- [DATASET RECORDS]
·····

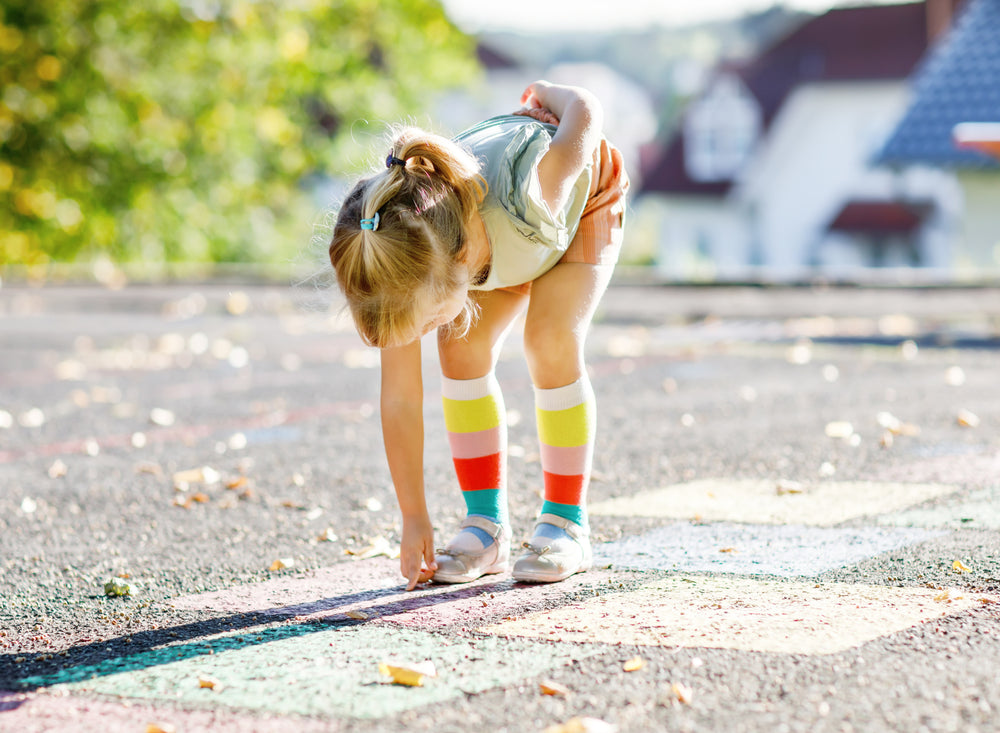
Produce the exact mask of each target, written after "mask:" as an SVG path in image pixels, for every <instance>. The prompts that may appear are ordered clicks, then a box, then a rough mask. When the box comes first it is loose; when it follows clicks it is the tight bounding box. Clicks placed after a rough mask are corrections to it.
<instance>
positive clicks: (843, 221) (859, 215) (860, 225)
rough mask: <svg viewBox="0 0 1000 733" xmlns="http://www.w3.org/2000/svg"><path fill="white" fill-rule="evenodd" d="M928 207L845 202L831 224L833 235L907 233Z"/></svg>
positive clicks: (920, 218) (849, 201)
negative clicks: (837, 233)
mask: <svg viewBox="0 0 1000 733" xmlns="http://www.w3.org/2000/svg"><path fill="white" fill-rule="evenodd" d="M930 210H931V207H930V205H928V204H912V203H902V202H899V201H857V200H855V201H848V202H847V203H846V204H844V207H843V208H842V209H841V210H840V211H839V212H838V213H837V216H835V217H834V219H833V221H832V222H830V226H829V229H830V230H831V231H835V232H854V233H862V234H896V233H900V234H908V233H910V232H912V231H913V230H915V229H916V228H917V227H919V226H920V225H921V223H922V222H923V220H924V218H925V217H926V216H927V215H928V214H929V213H930Z"/></svg>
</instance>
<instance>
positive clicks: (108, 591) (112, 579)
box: [104, 578, 132, 598]
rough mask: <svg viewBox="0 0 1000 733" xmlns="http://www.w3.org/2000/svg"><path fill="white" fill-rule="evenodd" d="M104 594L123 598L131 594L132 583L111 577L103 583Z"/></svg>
mask: <svg viewBox="0 0 1000 733" xmlns="http://www.w3.org/2000/svg"><path fill="white" fill-rule="evenodd" d="M104 595H106V596H110V597H112V598H124V597H126V596H130V595H132V584H131V583H122V582H121V581H120V580H118V579H117V578H112V579H111V580H109V581H108V582H107V583H105V584H104Z"/></svg>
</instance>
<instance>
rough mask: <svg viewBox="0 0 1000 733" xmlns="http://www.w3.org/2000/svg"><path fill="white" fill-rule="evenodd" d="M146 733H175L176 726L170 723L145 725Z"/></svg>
mask: <svg viewBox="0 0 1000 733" xmlns="http://www.w3.org/2000/svg"><path fill="white" fill-rule="evenodd" d="M146 733H177V726H175V725H172V724H171V723H147V724H146Z"/></svg>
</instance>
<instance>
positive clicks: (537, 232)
mask: <svg viewBox="0 0 1000 733" xmlns="http://www.w3.org/2000/svg"><path fill="white" fill-rule="evenodd" d="M555 132H556V127H555V126H554V125H548V124H543V123H541V122H538V121H537V120H535V119H533V118H531V117H525V116H522V115H503V116H500V117H491V118H490V119H488V120H485V121H483V122H480V123H479V124H478V125H476V126H474V127H471V128H469V129H468V130H466V131H464V132H462V133H460V134H459V135H458V136H457V137H456V138H455V141H456V142H457V143H459V144H460V145H462V146H463V147H464V148H466V149H467V150H469V151H470V152H471V153H472V154H473V155H474V156H475V157H476V158H477V159H478V160H479V162H480V173H481V174H482V176H483V178H485V179H486V184H487V186H488V187H489V188H488V190H487V193H486V197H485V199H484V200H483V203H482V204H481V205H480V207H479V214H480V215H481V216H482V218H483V222H484V224H485V225H486V233H487V234H488V235H489V239H490V247H491V256H492V260H491V263H490V272H489V276H488V277H487V278H486V280H485V281H484V282H483V283H482V284H479V285H473V286H471V287H470V289H471V290H495V289H497V288H503V287H509V286H511V285H520V284H521V283H526V282H530V281H531V280H534V279H535V278H537V277H539V276H540V275H542V274H544V273H545V272H547V271H548V270H549V269H551V268H552V266H553V265H555V264H556V262H558V261H559V258H560V257H562V255H563V252H565V251H566V248H567V247H569V243H570V242H571V241H572V240H573V236H574V235H575V234H576V230H577V227H578V226H579V224H580V216H581V214H582V213H583V209H584V207H585V206H586V205H587V197H588V195H589V193H590V184H591V177H592V176H593V174H594V173H593V170H592V168H593V164H592V163H591V162H588V163H587V166H586V168H584V170H583V172H582V173H581V174H580V176H579V178H577V180H576V183H574V184H573V189H572V193H571V194H570V197H569V200H568V201H567V202H566V205H565V206H563V208H562V210H560V211H557V212H555V213H554V214H553V212H550V211H549V207H548V205H547V204H546V203H545V201H544V200H543V199H542V191H541V186H540V184H539V182H538V162H539V161H540V160H541V159H542V156H543V155H545V153H546V152H547V151H548V149H549V143H550V142H551V140H552V136H553V135H555Z"/></svg>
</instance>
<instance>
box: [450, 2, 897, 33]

·····

Could you put every line of the records above into a Markdown table with the columns Row and Line, numbering the rows and leaving out blank lines and the pictures?

- [WRITTEN REPLY]
| Row | Line |
|---|---|
| 1 | Produce the exact mask of each target, written after "mask:" as an SVG path in image pixels, for every <instance>. The prompts that may appear are ordered clicks, then a box, then a rough mask. When the box comes first it is loose; when it follows clicks it is the tight bounding box. Clicks placed after a rough mask are corrections to it. |
| 2 | <instance> |
| 3 | positive clicks: (843, 221) (859, 215) (860, 225) |
| 4 | rough mask: <svg viewBox="0 0 1000 733" xmlns="http://www.w3.org/2000/svg"><path fill="white" fill-rule="evenodd" d="M928 207L845 202L831 224L833 235L907 233Z"/></svg> |
| 5 | positive clicks: (920, 218) (849, 201) |
| 6 | negative clicks: (837, 233) |
| 7 | mask: <svg viewBox="0 0 1000 733" xmlns="http://www.w3.org/2000/svg"><path fill="white" fill-rule="evenodd" d="M930 210H931V207H930V205H928V204H912V203H902V202H899V201H857V200H855V201H848V202H847V203H846V204H844V207H843V208H842V209H841V210H840V211H839V212H838V213H837V216H835V217H834V219H833V221H832V222H830V226H829V229H830V230H831V231H835V232H854V233H862V234H896V233H900V234H908V233H910V232H912V231H913V230H915V229H916V228H917V227H919V226H920V225H921V223H922V222H923V220H924V218H925V217H926V216H927V215H928V214H929V213H930Z"/></svg> |
| 8 | </instance> |
| 9 | <instance> |
| 10 | positive clicks: (108, 591) (112, 579) |
| 11 | box: [104, 578, 132, 598] |
| 12 | rough mask: <svg viewBox="0 0 1000 733" xmlns="http://www.w3.org/2000/svg"><path fill="white" fill-rule="evenodd" d="M104 594L123 598L131 594L132 583L111 577L103 583Z"/></svg> |
| 13 | mask: <svg viewBox="0 0 1000 733" xmlns="http://www.w3.org/2000/svg"><path fill="white" fill-rule="evenodd" d="M104 595H106V596H110V597H112V598H124V597H126V596H130V595H132V584H131V583H122V582H121V581H120V580H118V579H117V578H112V579H111V580H109V581H108V582H107V583H105V584H104Z"/></svg> |
| 14 | </instance> |
| 15 | <instance> |
| 16 | rough mask: <svg viewBox="0 0 1000 733" xmlns="http://www.w3.org/2000/svg"><path fill="white" fill-rule="evenodd" d="M146 733H175L176 726L170 723L145 725Z"/></svg> |
| 17 | mask: <svg viewBox="0 0 1000 733" xmlns="http://www.w3.org/2000/svg"><path fill="white" fill-rule="evenodd" d="M146 733H177V726H175V725H172V724H171V723H147V724H146Z"/></svg> |
| 18 | </instance> |
| 19 | <instance> |
| 20 | positive clicks: (537, 232) |
| 21 | mask: <svg viewBox="0 0 1000 733" xmlns="http://www.w3.org/2000/svg"><path fill="white" fill-rule="evenodd" d="M555 132H556V127H555V126H554V125H548V124H543V123H541V122H538V121H537V120H535V119H533V118H531V117H525V116H522V115H503V116H500V117H491V118H490V119H488V120H485V121H483V122H480V123H479V124H478V125H476V126H474V127H471V128H469V129H468V130H466V131H464V132H462V133H460V134H459V135H458V136H457V137H456V138H455V141H456V142H457V143H459V144H460V145H462V146H463V147H464V148H466V149H467V150H469V151H470V152H471V153H472V154H473V155H474V156H475V157H476V158H477V159H478V160H479V162H480V173H481V174H482V176H483V178H485V179H486V184H487V186H488V187H489V188H488V190H487V193H486V197H485V199H484V200H483V203H482V204H481V205H480V207H479V214H480V215H481V216H482V218H483V222H484V224H485V225H486V233H487V234H488V235H489V239H490V247H491V256H492V260H491V263H490V272H489V276H488V277H487V278H486V280H485V281H484V282H483V283H482V284H479V285H473V286H471V287H470V289H471V290H495V289H497V288H503V287H509V286H511V285H520V284H521V283H526V282H530V281H531V280H534V279H535V278H537V277H539V276H540V275H542V274H544V273H545V272H547V271H548V270H549V269H551V268H552V266H553V265H555V264H556V262H558V261H559V258H560V257H562V255H563V252H565V251H566V248H567V247H569V243H570V242H571V241H572V240H573V236H574V235H575V234H576V230H577V227H578V226H579V224H580V216H581V214H582V213H583V209H584V207H585V206H586V205H587V197H588V195H589V193H590V184H591V177H592V176H593V174H594V173H593V170H592V168H593V164H592V163H591V162H588V163H587V166H586V168H584V170H583V172H582V173H581V174H580V176H579V178H577V180H576V183H574V184H573V189H572V193H571V194H570V197H569V200H568V201H567V202H566V205H565V206H563V208H562V210H560V211H557V212H555V213H554V214H553V212H550V211H549V207H548V205H547V204H546V203H545V201H544V200H543V199H542V191H541V186H540V184H539V182H538V162H539V161H540V160H541V159H542V156H543V155H545V153H546V152H547V151H548V149H549V143H550V142H551V140H552V136H553V135H555Z"/></svg> |
| 22 | </instance> |
| 23 | <instance> |
| 24 | box: [450, 2, 897, 33] |